**Input records**

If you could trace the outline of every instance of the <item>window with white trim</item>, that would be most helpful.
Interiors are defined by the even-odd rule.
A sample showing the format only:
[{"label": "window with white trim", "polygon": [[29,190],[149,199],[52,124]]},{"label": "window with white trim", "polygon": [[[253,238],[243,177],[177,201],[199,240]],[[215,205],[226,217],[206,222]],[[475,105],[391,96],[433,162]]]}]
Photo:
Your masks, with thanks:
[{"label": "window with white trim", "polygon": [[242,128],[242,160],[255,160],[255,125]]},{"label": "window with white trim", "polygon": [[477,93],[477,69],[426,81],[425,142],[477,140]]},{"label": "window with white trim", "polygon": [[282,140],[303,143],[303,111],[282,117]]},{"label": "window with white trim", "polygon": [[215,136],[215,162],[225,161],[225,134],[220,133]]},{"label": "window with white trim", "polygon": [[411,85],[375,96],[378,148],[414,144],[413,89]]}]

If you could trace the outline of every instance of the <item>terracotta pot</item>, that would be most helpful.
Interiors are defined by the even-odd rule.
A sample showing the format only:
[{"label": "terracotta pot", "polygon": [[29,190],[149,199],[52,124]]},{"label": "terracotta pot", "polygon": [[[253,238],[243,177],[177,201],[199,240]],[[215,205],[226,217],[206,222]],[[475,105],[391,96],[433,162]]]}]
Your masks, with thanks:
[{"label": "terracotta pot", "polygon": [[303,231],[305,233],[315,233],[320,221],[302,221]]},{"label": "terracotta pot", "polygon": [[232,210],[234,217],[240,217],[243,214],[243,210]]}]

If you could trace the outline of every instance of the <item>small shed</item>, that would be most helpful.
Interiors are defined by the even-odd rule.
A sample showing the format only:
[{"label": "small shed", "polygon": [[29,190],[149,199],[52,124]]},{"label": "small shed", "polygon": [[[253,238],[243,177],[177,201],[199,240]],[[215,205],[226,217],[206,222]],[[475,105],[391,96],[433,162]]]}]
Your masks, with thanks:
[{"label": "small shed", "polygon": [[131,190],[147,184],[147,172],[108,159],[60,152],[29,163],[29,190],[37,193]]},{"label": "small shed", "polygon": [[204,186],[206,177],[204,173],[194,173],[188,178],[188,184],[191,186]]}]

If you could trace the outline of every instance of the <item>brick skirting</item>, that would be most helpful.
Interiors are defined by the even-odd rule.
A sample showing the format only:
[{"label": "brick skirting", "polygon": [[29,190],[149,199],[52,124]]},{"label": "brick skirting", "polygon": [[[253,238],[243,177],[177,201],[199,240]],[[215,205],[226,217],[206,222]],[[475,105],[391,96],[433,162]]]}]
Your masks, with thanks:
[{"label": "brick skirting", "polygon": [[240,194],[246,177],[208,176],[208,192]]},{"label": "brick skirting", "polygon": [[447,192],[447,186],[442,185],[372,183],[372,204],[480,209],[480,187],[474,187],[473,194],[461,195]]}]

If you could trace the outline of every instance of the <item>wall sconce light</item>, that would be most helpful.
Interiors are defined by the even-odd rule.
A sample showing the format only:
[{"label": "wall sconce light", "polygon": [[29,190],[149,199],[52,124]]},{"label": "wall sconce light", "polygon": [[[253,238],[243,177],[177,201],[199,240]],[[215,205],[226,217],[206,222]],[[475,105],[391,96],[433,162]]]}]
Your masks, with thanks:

**Exercise**
Reproduce the whole listing, exactly.

**The completed task**
If you could trace the outline of every instance of the <item>window with white trim</item>, that would be most helpful.
Interiors are defined by the even-odd rule.
A sample showing the format only:
[{"label": "window with white trim", "polygon": [[29,190],[149,199],[52,124]]},{"label": "window with white trim", "polygon": [[[253,238],[243,177],[177,201],[199,240]],[[215,205],[226,217],[206,222]],[[475,105],[391,96],[433,162]]]}]
Photo:
Your masks, with thanks:
[{"label": "window with white trim", "polygon": [[242,128],[242,160],[255,160],[255,125]]},{"label": "window with white trim", "polygon": [[477,93],[477,69],[426,81],[425,142],[477,140]]},{"label": "window with white trim", "polygon": [[282,140],[303,143],[303,111],[282,117]]},{"label": "window with white trim", "polygon": [[215,136],[215,162],[225,161],[225,134],[220,133]]},{"label": "window with white trim", "polygon": [[411,85],[375,96],[378,148],[414,144],[413,89]]}]

If you could trace the outline of every instance of the <item>terracotta pot</item>, that would be most helpful.
Interiors are defined by the even-odd rule.
A sample showing the format only:
[{"label": "terracotta pot", "polygon": [[29,190],[149,199],[52,124]]},{"label": "terracotta pot", "polygon": [[[253,238],[243,177],[177,201],[199,240]],[[215,205],[226,217],[206,222]],[[475,105],[391,96],[433,162]]]}]
Your masks, with thanks:
[{"label": "terracotta pot", "polygon": [[303,231],[305,233],[315,233],[320,221],[302,221]]},{"label": "terracotta pot", "polygon": [[232,210],[234,217],[240,217],[243,214],[243,210]]}]

If you could trace the outline of every instance of the <item>small shed</item>, that would be most helpful.
Interiors are defined by the even-odd rule.
A sample showing the format only:
[{"label": "small shed", "polygon": [[29,190],[149,199],[52,124]]},{"label": "small shed", "polygon": [[[253,238],[243,177],[177,201],[199,240]],[[215,205],[226,217],[206,222]],[[475,105],[391,96],[433,162]]]}]
Your masks, with thanks:
[{"label": "small shed", "polygon": [[131,190],[147,184],[147,172],[108,159],[60,152],[29,163],[29,190],[37,193]]},{"label": "small shed", "polygon": [[204,186],[206,177],[204,173],[194,173],[188,178],[188,184],[191,186]]}]

If you could trace the outline of every instance of the <item>brick skirting</item>, that would be most helpful.
Interiors are defined by the even-odd rule.
A sample showing the format only:
[{"label": "brick skirting", "polygon": [[29,190],[149,199],[52,124]]},{"label": "brick skirting", "polygon": [[[253,238],[243,177],[177,201],[199,240]],[[215,205],[226,217],[206,222]],[[475,105],[391,96],[433,162]]]}]
Your masks, with thanks:
[{"label": "brick skirting", "polygon": [[240,194],[246,177],[208,176],[208,192]]},{"label": "brick skirting", "polygon": [[447,192],[447,186],[442,185],[372,183],[372,204],[480,209],[480,187],[474,187],[473,194],[461,195]]}]

If you could trace the outline of every instance of the <item>wall sconce light</item>, that would be most helpful.
Interiors are defined by the even-odd rule.
A sample showing the format only:
[{"label": "wall sconce light", "polygon": [[29,190],[149,199],[52,124]]},{"label": "wall sconce light", "polygon": [[[253,238],[243,177],[177,201],[199,240]],[[215,205],[226,217],[206,222]],[[475,105],[391,96],[433,162]]]}]
Your masks, with thanks:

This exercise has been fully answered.